◆ Items:
▼

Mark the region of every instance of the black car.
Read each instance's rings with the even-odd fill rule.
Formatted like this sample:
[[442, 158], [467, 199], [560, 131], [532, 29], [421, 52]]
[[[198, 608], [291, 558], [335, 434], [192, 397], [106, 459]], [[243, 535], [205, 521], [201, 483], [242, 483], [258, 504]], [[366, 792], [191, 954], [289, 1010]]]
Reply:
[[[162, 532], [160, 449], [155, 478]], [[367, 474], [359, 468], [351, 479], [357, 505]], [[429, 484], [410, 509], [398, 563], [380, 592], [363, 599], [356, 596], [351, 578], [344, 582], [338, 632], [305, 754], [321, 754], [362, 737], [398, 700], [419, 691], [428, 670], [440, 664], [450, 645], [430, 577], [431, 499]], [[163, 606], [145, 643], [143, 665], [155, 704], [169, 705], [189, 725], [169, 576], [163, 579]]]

▲

◆ Written request:
Reproduce every item above verbatim, keeping each line and its order unchanged.

◆ Task solution:
Mark the region of every instance of the black car.
Read each instance's rings with the even-odd fill rule.
Formatted like this sample:
[[442, 158], [467, 199], [560, 131], [532, 29], [421, 52]]
[[[198, 608], [291, 558], [335, 434], [192, 397], [106, 459]], [[243, 535], [205, 521], [201, 483], [242, 483], [258, 504]], [[366, 792], [191, 954], [289, 1010]]]
Reply:
[[[162, 532], [160, 449], [155, 478]], [[367, 474], [359, 468], [351, 479], [357, 505]], [[429, 484], [410, 509], [398, 563], [380, 592], [363, 599], [356, 596], [351, 578], [344, 582], [338, 632], [305, 754], [321, 754], [362, 737], [398, 700], [419, 691], [428, 670], [440, 664], [450, 645], [430, 577], [431, 499]], [[163, 606], [145, 643], [143, 665], [155, 704], [169, 705], [189, 725], [169, 576], [163, 579]]]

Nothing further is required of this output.